• _Problem requirements_
The records that follow need to be output exactly as they are.

• _Extracted records_
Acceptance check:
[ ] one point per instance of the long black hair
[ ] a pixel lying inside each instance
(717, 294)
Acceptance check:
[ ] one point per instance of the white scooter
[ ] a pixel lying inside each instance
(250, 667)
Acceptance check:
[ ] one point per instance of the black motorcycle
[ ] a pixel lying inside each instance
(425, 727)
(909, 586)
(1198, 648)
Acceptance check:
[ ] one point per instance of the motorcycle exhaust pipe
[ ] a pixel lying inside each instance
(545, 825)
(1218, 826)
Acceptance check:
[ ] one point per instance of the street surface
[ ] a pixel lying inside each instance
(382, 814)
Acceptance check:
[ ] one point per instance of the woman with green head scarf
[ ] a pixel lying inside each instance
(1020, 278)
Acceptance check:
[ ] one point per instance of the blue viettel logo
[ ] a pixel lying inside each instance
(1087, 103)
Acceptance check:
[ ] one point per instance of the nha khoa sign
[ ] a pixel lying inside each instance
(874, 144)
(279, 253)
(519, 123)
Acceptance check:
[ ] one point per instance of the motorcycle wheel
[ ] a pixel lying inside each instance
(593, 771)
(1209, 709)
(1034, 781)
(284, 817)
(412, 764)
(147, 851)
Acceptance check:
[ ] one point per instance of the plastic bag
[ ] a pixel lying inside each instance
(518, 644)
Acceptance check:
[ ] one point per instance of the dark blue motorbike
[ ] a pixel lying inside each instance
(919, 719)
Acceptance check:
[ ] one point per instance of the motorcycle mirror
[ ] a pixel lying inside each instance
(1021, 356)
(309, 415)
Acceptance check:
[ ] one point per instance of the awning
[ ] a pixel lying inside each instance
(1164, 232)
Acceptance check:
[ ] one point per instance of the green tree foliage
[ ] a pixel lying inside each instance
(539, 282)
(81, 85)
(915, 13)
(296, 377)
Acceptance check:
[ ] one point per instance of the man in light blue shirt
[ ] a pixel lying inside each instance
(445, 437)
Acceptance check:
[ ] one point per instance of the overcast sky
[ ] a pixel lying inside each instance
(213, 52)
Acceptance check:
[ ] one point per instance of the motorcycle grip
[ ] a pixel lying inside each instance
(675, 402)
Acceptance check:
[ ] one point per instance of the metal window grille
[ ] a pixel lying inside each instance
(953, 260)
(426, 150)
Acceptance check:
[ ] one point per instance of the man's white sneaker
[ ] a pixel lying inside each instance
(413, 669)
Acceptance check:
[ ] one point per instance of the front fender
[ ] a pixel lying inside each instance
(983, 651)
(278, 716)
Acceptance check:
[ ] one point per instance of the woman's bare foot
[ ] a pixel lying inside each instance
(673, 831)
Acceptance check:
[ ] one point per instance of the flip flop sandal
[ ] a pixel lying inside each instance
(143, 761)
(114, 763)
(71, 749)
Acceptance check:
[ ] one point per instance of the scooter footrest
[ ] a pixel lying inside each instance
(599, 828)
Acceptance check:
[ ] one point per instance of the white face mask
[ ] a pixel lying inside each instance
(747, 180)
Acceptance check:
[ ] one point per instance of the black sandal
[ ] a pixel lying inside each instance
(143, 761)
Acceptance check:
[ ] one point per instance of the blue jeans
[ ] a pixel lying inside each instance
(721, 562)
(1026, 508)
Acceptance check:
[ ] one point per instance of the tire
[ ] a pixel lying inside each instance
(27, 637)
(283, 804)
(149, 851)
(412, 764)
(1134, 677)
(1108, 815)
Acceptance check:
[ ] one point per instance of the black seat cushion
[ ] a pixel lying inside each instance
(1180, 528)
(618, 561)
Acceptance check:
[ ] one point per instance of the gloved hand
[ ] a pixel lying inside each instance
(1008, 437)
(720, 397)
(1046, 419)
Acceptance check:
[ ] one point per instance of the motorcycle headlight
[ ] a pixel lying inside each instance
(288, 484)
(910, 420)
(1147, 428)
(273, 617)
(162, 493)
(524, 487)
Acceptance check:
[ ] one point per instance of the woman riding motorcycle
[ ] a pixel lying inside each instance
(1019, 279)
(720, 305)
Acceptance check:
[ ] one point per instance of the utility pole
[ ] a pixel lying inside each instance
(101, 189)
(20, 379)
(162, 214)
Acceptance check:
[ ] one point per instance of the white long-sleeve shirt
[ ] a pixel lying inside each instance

• _The result_
Acceptance check:
[ ] one point per instance of the long black hair
[ ] a pixel lying inside each instance
(717, 294)
Acceptance check:
[ ] one point per instance of the white scooter
[ ] a pixel lying inside each instance
(250, 667)
Acceptance check:
[ ] one point per instance of the black motorcycle
[ ] a pixel lying inside each instance
(425, 727)
(909, 586)
(1198, 648)
Acceptance check:
[ ] one point per instance of the motorcycle exhaust pipe
[ ] a pixel lying inside each instance
(545, 825)
(1218, 826)
Acceptance check:
[ ] one point per instance of the street surface
[ ] a pixel lying inside each instance
(382, 814)
Acceptance check:
[ ] one point per instance of the woman with green head scarf
[ ] a pixel lying inside each instance
(1020, 278)
Acceptance check:
[ ] one point per instance of the blue viettel logo
[ ] a pixel lying inside each instance
(1087, 103)
Acceptance check:
[ ] one point per instance of the nha khoa sign
[ ] a pixel lying inside each instance
(874, 144)
(279, 253)
(519, 123)
Acceptance check:
[ ] one point per instance of the motorcycle wheel
[ ] a pixel lying inside each instance
(593, 771)
(1209, 709)
(1034, 781)
(284, 817)
(412, 764)
(147, 851)
Acceptance check:
[ ] one point per instance of the plastic bag
[ ] a pixel lying inside each instance
(518, 644)
Acceptance check:
[ ] one point per instance of the dark blue motorbike
[ ] a pixel lying inside each instance
(919, 719)
Acceptance check:
[ ] one point per instance of the motorcycle mirror
[ ] a pixel lying inside each instance
(1021, 356)
(309, 415)
Acceptance check:
[ ] one point per instance of the awning
[ ] a pixel lying inside each instance
(1164, 232)
Acceptance check:
[ ] one point per instance of the green tree foliage
[ ] a pixel lying inside each instance
(539, 282)
(81, 85)
(915, 13)
(296, 377)
Acceptance check:
[ ] one point per instance of the man in light blue shirt
[ ] a pixel lying inside each instance
(445, 437)
Acceptance check:
[ ] one point per instance of the overcast sky
[ ] a pixel lying inside each instance
(213, 52)
Acceptance check:
[ ] one point per instance of the motorcycle grip
[ ] a pixel lying inside each instance
(675, 402)
Acceptance check:
[ ] one point per instance of the metal window grille
[ ] a pixel lying inside each instance
(953, 260)
(426, 150)
Acceptance check:
[ ] one point per instance of the man's white sneaker
[ ] a pixel lying inside each instance
(413, 669)
Acceptance check:
[ ] one point per instance of the front fender
[ ] a pixel lying inside each instance
(983, 651)
(278, 716)
Acceptance check:
[ ] one point per instance of the woman's bare foot
[ ] a pixel lying inside each instance
(673, 831)
Acceptance check:
[ ] one point per instance of the flip flop sandal
[ ] a pixel lying inside each instance
(143, 761)
(114, 763)
(71, 749)
Acceptance check:
[ ] one point per instance of the scooter footrest
[ ] a pixel lying inside each instance
(599, 828)
Acceptance check:
[ ] one point per instance of the white face mask
[ ] a pixel lying inside each instance
(747, 180)
Acceptance check:
[ ] one point per instance of the black sandal
[ ] a pixel lying inside each instance
(143, 761)
Acceptance check:
[ ] one point per instance of the blue jeans
[ ] a pixel lying inside each instance
(721, 562)
(1026, 508)
Acceptance check:
[ ] one point per instance of the tire
[ ] a pixel lying inside each instance
(27, 637)
(283, 804)
(149, 851)
(412, 764)
(1134, 677)
(1108, 815)
Acceptance check:
[ ] one point per instance of the black seat cushion
[ ] a pixel lying inside each instance
(1180, 528)
(618, 561)
Acceptance check:
[ ] one point per instance of the gloved hand
[ ] a pixel lying inside each instance
(1008, 437)
(720, 397)
(1046, 419)
Acceptance check:
[ ] one point per instance of the motorcycle headlight
[ ] a pixel lying inside each instance
(288, 484)
(910, 420)
(1147, 428)
(273, 617)
(162, 493)
(524, 487)
Acceptance check:
[ ] one point per instance of the woman riding motorcycle
[ ] a pixel lying inside each instance
(1019, 279)
(720, 305)
Acceptance check:
[ ] one point per instance of the utility pole
[ ] a pixel lying inside each instance
(101, 189)
(20, 379)
(162, 214)
Acceptance check:
[ ] one point per instance of the white long-sleeve shirt
[ ] a pixel lying inside each instance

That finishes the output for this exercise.